TASK DESCRIPTION: Transcribe all of the records exactly, leaving every line as it is.
☆ ☆ ☆ ☆
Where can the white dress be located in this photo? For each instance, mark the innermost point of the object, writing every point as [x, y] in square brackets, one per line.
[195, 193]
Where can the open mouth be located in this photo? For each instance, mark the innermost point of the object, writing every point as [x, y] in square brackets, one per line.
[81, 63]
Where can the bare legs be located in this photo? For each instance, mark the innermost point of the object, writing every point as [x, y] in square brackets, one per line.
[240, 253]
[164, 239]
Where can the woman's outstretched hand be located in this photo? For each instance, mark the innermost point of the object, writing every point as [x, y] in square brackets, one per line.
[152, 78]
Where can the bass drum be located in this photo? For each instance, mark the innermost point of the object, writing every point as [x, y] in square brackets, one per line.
☆ ☆ ☆ ☆
SOLVED EXERCISE:
Where can the white dress be located in this photo? For each instance, mark the innermost point of the object, writing every point as [x, y] in square brackets, one per line.
[195, 193]
Where can the open mouth be located in this photo? For each instance, mark the innermost point of the object, writing every point as [x, y] in square brackets, one per line.
[81, 63]
Where can the bare legs be located in this photo? For each instance, mark the innermost point of the object, writing every point as [x, y] in square brackets, one per line.
[240, 253]
[164, 239]
Where can the woman's outstretched hand be located in this photo? For each instance, mark the innermost point of the object, writing every point as [x, y] in square brackets, one per line.
[152, 78]
Where can the bass drum be located in this photo? For each instance, mark the innermost point of the object, writing every point as [x, y] in square brackets, one per line.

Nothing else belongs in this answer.